-- Data for analysis follows --

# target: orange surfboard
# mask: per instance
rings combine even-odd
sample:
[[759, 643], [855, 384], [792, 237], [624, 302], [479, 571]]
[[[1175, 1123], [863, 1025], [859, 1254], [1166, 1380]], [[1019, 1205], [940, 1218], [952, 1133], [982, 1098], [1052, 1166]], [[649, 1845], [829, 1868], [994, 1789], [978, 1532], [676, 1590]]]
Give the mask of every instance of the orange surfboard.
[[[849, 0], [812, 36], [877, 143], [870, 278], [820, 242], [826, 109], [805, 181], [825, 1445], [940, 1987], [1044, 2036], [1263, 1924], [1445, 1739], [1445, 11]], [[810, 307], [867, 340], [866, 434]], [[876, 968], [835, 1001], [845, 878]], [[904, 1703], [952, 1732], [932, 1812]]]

-- Data for analysis concluded --

Work to be completed – Give back every entry above, complete and exact.

Output for this exercise –
# target: orange surfboard
# mask: per instance
rings combine even-odd
sample:
[[759, 643], [855, 384], [792, 237], [624, 302], [479, 571]]
[[[1175, 1123], [863, 1025], [859, 1254], [1166, 1380]], [[1019, 1205], [940, 1218], [952, 1133], [982, 1098], [1052, 1166]], [[649, 1845], [829, 1868], [994, 1789], [978, 1532], [676, 1590]]]
Give the mask of every instance of the orange surfboard.
[[[849, 0], [812, 36], [877, 143], [870, 278], [820, 242], [826, 109], [805, 181], [825, 1445], [940, 1987], [1044, 2036], [1263, 1924], [1445, 1739], [1445, 11]], [[810, 307], [867, 340], [866, 434]], [[876, 968], [835, 1001], [845, 878]], [[904, 1703], [952, 1732], [932, 1812]]]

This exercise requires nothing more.